Aim of the task: Rescale the listing from the line containing "Label the brown" through the end of the listing, reproducing every line with the requests included. Multiply each point coordinate in the answers by 2.45 and round it to a whole number, with halves rounded up.

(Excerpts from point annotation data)
□ □ □ □ □

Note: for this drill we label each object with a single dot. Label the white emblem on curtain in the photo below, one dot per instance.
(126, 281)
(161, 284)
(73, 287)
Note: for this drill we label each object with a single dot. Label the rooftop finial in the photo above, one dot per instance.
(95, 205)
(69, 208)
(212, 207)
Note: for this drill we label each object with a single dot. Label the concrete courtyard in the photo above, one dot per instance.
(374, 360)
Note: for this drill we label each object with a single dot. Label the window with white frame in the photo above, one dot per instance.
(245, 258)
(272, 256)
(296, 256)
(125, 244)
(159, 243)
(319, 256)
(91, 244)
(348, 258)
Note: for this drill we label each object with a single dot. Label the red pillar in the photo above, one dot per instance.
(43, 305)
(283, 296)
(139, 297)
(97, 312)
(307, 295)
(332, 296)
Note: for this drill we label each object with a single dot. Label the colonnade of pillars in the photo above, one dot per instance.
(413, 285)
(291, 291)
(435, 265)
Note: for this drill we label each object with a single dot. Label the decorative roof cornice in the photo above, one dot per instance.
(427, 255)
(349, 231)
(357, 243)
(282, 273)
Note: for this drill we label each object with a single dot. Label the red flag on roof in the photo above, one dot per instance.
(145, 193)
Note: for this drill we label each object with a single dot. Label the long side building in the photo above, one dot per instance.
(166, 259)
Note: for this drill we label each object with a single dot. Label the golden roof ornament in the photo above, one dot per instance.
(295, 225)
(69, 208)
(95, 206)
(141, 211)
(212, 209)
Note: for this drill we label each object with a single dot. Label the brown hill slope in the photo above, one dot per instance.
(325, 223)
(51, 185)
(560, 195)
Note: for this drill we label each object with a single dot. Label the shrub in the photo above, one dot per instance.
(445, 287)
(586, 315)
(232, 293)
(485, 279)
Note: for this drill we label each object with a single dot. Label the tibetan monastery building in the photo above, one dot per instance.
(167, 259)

□ □ □ □ □

Answer to the task:
Note: for this drill we label each object with a single dot. Label the brown hill slope in the photo above, one dot per instance.
(796, 546)
(125, 453)
(1372, 478)
Note: for this drill we label each object with a single dot. Label the shrub in the photo above, one dot per instance.
(1090, 703)
(1436, 772)
(568, 718)
(1188, 684)
Note: for this drill we label each object with a single dot. Label the tibetan monastery building in the photo above, one dot per instance.
(409, 635)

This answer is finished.